Preparedness has a basic foundation in taking responsibility for your own actions. That means that you’re not dependent on others for shelter, food, safety, protection, and other amenities. Within prepping, the concept of going ‘gray’ or attempting to remain in the background and not stand out is part of safety and protection.
The world is full of acronyms.
Prepping is no exception. In this topic, we’re going to revisit the generalized subject of Personal Security (PERSEC) and the related sub-categories that fall under that main subject. We will also review the Gray Man Concept that was discussed here:
There were a lot of generalizations made about privacy and going ‘gray’ within those two topics but we didn’t break down PERSEC (Personal Security) into all its sub-categories. This topic will take those Gray Man generalizations further and, with some luck, provide you with a little more insight not only into how the Gray Man could fit into your life but also direct your attention to any deficiencies you might have within your own PERSEC. Some of the subject matter might seem familiar as this is a review. This topic is going to break down PERSEC into the individual categories and their corresponding acronyms.
Isn’t that cool? We get to use a lot of acronyms.
Here’s the list of acronyms that will be covered:
Let’s begin deciphering what this all means.
One subject that comes up a lot within the Prepping Community is OPSEC. OPSEC is Operational Security. The first use of this now common usage acronym can be traced back to the Vietnam Conflict and then during the 1970s to 1980s with the ‘survivalist’ movement. Since then, OPSEC has been adopted by preppers to define several generalized topics.

▸ **Record extracts**
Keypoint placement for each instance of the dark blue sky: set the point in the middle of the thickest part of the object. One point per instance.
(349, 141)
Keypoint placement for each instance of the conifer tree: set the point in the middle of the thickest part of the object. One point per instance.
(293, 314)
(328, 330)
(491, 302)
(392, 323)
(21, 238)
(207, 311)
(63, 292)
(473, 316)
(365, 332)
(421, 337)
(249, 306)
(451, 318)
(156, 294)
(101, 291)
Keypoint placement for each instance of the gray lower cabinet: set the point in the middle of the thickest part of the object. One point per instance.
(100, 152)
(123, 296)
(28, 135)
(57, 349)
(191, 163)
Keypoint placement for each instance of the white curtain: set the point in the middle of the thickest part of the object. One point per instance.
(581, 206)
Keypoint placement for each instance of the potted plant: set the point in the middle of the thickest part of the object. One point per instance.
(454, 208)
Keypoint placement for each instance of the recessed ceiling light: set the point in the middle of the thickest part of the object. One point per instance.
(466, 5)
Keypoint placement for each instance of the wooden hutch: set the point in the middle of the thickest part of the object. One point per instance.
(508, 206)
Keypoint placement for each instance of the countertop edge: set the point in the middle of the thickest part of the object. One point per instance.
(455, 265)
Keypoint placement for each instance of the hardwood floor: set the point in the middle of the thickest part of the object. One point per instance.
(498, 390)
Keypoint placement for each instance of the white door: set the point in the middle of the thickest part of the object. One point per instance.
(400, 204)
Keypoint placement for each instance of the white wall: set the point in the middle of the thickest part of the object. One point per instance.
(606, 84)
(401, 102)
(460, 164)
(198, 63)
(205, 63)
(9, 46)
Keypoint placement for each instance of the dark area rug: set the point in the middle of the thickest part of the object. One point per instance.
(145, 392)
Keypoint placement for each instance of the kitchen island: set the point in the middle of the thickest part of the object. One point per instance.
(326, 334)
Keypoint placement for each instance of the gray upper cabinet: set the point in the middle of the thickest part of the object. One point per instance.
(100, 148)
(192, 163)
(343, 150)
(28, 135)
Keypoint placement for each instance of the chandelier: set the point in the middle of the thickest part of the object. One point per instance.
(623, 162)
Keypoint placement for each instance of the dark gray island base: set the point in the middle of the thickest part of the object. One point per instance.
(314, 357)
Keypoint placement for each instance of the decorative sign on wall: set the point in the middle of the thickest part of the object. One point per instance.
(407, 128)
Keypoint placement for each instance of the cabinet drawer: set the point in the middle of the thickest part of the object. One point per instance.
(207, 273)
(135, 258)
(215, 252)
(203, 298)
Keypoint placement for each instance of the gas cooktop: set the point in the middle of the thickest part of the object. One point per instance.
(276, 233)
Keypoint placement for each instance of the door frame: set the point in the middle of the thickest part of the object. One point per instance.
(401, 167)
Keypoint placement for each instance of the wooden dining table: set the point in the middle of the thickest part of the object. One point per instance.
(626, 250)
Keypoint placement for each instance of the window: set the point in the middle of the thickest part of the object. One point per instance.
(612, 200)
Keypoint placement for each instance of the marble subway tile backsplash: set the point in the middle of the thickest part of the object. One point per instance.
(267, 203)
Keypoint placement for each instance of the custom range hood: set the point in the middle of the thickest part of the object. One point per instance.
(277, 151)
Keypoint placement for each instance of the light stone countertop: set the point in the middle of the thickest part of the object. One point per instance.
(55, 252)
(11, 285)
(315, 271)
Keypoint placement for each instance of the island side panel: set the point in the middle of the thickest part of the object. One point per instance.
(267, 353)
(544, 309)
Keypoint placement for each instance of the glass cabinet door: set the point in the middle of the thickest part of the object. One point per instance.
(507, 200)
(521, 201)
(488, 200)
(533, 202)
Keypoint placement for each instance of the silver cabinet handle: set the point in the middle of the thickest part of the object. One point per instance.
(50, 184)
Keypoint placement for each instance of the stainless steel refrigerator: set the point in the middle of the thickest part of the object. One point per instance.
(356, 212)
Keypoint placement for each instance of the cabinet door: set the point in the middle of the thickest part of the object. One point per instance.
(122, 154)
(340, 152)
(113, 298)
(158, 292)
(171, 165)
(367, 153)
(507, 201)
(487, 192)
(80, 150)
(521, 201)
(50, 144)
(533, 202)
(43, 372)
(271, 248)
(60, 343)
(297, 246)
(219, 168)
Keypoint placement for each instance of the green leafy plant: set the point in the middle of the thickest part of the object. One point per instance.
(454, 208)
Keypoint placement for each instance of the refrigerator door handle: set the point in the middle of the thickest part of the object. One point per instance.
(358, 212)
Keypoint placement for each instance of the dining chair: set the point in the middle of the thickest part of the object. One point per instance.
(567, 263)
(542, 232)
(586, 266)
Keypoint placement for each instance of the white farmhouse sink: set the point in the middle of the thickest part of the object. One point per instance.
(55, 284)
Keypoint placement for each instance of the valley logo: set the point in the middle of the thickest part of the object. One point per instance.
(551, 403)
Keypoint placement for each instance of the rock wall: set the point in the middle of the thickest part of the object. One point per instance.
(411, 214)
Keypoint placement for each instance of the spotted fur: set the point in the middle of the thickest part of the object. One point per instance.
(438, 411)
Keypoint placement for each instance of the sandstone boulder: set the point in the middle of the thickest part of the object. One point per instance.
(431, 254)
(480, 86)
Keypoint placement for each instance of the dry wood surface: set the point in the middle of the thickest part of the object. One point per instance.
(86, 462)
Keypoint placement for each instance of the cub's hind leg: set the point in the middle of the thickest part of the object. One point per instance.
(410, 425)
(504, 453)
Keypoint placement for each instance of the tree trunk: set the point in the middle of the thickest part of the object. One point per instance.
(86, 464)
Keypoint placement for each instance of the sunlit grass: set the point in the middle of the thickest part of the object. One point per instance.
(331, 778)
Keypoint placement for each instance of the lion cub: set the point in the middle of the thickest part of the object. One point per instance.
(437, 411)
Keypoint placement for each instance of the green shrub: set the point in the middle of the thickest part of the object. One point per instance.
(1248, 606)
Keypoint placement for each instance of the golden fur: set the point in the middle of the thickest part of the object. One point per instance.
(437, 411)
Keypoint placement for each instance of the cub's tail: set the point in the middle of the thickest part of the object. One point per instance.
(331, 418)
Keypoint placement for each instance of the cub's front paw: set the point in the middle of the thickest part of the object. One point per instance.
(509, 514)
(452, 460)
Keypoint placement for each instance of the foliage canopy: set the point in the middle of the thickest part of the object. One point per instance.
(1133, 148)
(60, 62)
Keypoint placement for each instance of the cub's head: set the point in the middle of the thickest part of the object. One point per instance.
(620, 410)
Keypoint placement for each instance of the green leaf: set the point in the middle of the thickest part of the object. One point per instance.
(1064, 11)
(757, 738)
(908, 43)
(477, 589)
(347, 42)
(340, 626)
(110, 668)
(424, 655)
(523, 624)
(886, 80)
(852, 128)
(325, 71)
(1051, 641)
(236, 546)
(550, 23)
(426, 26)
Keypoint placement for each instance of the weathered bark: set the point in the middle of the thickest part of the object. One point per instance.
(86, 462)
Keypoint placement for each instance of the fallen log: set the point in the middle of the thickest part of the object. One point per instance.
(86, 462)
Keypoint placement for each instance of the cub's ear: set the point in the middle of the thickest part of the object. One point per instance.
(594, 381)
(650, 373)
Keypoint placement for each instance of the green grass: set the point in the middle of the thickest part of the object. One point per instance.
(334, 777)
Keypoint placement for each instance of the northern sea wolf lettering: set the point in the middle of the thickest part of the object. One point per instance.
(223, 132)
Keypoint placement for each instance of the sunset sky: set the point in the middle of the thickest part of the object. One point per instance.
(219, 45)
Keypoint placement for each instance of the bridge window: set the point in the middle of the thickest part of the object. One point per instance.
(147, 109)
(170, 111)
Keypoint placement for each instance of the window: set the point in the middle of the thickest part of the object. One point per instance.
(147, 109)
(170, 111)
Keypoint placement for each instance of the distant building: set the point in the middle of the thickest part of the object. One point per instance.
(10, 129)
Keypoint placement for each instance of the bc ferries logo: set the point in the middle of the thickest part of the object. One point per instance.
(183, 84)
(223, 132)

▸ **Tasks for this exercise**
1) Answer these from the PERSEC article:
(a) What is the basic foundation of preparedness?
(b) What does the acronym PERSEC stand for?
(c) To what conflict can the first use of OPSEC be traced?
2) Please copy everything in the PERSEC article from "One subject that" down to "several generalized topics.".
The listing comes from a different source than the PERSEC article.

▸ **The answers**
1)
(a) Taking responsibility for your own actions.
(b) Personal Security.
(c) The Vietnam Conflict.

2)
One subject that comes up a lot within the Prepping Community is OPSEC. OPSEC is Operational Security. The first use of this now common usage acronym can be traced back to the Vietnam Conflict and then during the 1970s to 1980s with the ‘survivalist’ movement. Since then, OPSEC has been adopted by preppers to define several generalized topics.